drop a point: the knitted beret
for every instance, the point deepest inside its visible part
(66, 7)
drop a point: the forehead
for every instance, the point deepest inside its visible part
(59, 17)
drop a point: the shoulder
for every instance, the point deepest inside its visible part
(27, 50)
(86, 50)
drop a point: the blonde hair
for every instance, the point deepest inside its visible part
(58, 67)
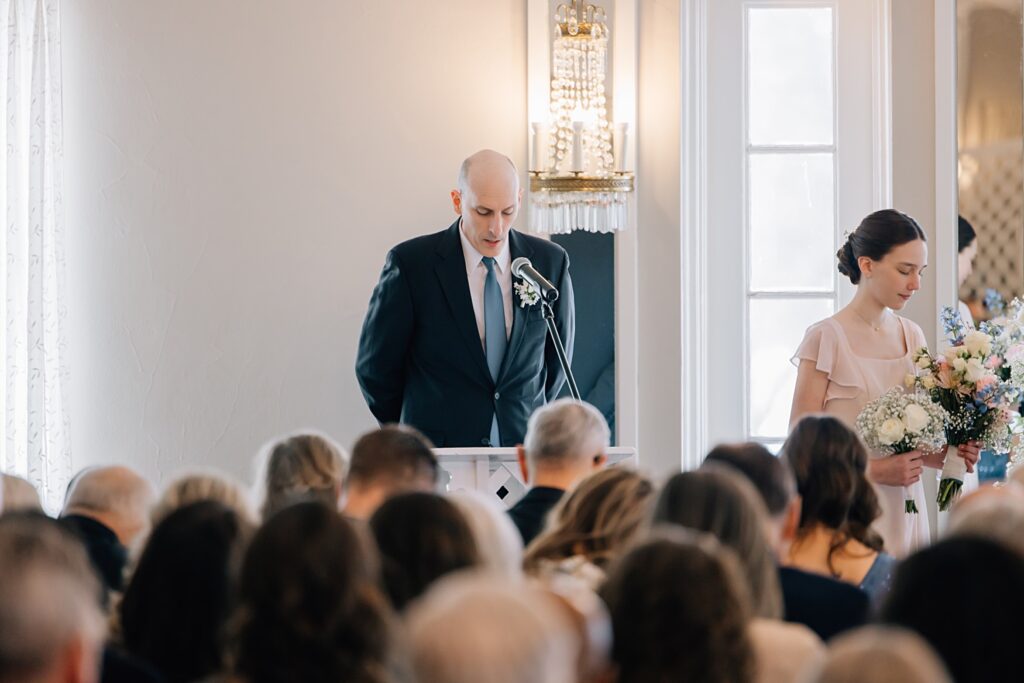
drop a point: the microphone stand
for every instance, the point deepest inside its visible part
(549, 317)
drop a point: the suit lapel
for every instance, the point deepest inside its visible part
(517, 248)
(452, 273)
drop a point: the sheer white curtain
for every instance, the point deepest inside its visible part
(33, 343)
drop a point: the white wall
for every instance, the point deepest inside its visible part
(913, 137)
(235, 173)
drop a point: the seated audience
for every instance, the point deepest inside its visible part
(109, 509)
(18, 495)
(680, 611)
(421, 538)
(497, 538)
(203, 486)
(823, 604)
(565, 441)
(991, 512)
(592, 525)
(181, 593)
(724, 504)
(51, 629)
(474, 628)
(303, 467)
(881, 654)
(394, 459)
(309, 606)
(965, 595)
(838, 508)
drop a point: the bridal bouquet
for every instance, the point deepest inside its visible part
(981, 404)
(897, 422)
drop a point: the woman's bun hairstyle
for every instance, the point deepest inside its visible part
(878, 235)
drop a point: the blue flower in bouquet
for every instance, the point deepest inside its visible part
(994, 302)
(953, 326)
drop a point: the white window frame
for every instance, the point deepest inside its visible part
(698, 386)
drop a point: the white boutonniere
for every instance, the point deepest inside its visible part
(527, 294)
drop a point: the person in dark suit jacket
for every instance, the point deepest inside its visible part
(424, 357)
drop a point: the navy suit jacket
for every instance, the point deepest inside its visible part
(421, 361)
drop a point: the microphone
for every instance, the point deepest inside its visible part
(521, 267)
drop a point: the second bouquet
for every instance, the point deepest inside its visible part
(899, 422)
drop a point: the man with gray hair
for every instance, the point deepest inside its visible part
(565, 441)
(109, 509)
(453, 343)
(51, 629)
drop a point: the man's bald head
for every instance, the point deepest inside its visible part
(486, 166)
(487, 200)
(117, 497)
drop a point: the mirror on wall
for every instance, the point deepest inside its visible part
(990, 145)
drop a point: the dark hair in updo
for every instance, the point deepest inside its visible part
(965, 233)
(878, 235)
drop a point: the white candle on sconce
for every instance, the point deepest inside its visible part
(619, 145)
(540, 158)
(578, 146)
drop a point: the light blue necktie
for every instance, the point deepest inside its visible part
(494, 334)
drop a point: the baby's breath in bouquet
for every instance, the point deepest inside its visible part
(982, 407)
(898, 422)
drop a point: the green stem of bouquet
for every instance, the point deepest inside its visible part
(948, 492)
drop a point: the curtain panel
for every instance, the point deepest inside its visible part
(33, 343)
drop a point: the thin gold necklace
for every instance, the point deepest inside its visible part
(878, 328)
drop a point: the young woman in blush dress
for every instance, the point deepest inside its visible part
(854, 356)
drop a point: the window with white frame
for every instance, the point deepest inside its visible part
(791, 168)
(796, 122)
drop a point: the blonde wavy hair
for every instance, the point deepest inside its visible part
(199, 486)
(596, 520)
(301, 467)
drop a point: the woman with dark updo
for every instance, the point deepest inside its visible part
(854, 356)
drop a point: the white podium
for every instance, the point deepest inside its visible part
(496, 471)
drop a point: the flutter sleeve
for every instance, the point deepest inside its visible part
(822, 346)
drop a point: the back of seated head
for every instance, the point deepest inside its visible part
(395, 457)
(497, 538)
(309, 607)
(474, 628)
(829, 463)
(301, 467)
(991, 512)
(679, 610)
(186, 574)
(197, 487)
(117, 497)
(49, 612)
(421, 538)
(881, 654)
(565, 433)
(597, 520)
(973, 624)
(18, 495)
(724, 504)
(770, 476)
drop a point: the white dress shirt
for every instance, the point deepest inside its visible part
(477, 274)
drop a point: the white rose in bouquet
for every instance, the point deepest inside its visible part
(915, 418)
(891, 431)
(978, 343)
(975, 370)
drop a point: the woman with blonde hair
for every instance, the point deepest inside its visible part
(302, 467)
(201, 486)
(592, 525)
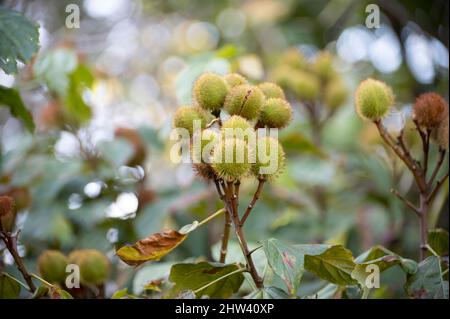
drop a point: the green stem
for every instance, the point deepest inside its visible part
(219, 279)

• • • •

• Task to complete
Return only the lines between the one holding "drop a point: the thin gold necklace" and the one holding "drop a point: the blonde wavy hair", inclusive, exactly as they appear above.

• Reply
drop a point: the thin gold necklace
for every instance, the point deepest inside its visible part
(878, 328)
drop a point: the young woman in blush dress
for every instance, the point deepest inside its visible part
(854, 356)
drop a point: the window with white frame
for every instance, the point deepest inside its visible part
(791, 168)
(796, 122)
drop a point: the blonde wavy hair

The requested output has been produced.